*Problem requirements*: Copy, with no pictures, the line that contains "Practice. Put a dot on the pebble" and each line after it down to the end of the entries below, exactly.

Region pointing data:
+---+

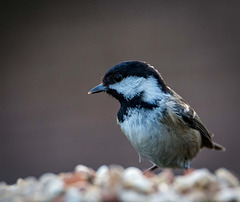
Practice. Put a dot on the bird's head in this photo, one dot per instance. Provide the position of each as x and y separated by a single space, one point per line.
132 80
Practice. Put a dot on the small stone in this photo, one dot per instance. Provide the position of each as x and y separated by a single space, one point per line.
226 177
132 196
102 176
228 194
201 178
73 195
133 178
51 184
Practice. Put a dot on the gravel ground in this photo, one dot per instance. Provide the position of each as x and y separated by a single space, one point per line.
114 183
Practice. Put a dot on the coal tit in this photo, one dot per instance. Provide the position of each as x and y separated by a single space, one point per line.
160 125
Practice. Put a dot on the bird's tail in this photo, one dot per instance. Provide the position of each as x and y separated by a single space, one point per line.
217 146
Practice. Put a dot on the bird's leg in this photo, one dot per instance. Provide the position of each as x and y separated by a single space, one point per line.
154 167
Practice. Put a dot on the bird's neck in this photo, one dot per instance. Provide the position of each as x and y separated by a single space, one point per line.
135 103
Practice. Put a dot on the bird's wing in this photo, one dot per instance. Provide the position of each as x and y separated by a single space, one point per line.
190 118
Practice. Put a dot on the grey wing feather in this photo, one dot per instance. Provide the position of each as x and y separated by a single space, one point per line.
192 120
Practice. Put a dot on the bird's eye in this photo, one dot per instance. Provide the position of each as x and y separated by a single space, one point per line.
117 78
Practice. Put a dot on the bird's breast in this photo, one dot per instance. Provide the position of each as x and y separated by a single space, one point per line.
143 129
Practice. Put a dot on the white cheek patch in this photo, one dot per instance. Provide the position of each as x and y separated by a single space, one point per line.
129 87
133 86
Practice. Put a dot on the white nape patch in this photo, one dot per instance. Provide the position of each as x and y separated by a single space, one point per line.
133 86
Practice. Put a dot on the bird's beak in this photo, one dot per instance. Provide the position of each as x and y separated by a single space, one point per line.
98 89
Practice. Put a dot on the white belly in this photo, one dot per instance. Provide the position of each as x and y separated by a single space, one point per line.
157 141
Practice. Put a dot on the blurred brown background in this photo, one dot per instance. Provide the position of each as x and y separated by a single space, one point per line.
53 52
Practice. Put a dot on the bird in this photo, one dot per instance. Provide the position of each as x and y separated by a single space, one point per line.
159 123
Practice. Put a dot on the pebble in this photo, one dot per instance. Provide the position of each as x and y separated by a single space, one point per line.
114 183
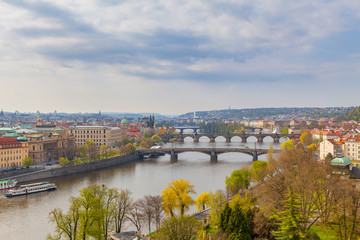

+---+

*Completed exercise*:
Practice. Put a dot on the pebble in this photo, one dot per instance. Provide the position of each as x and y separated by a single space, one point per line.
114 183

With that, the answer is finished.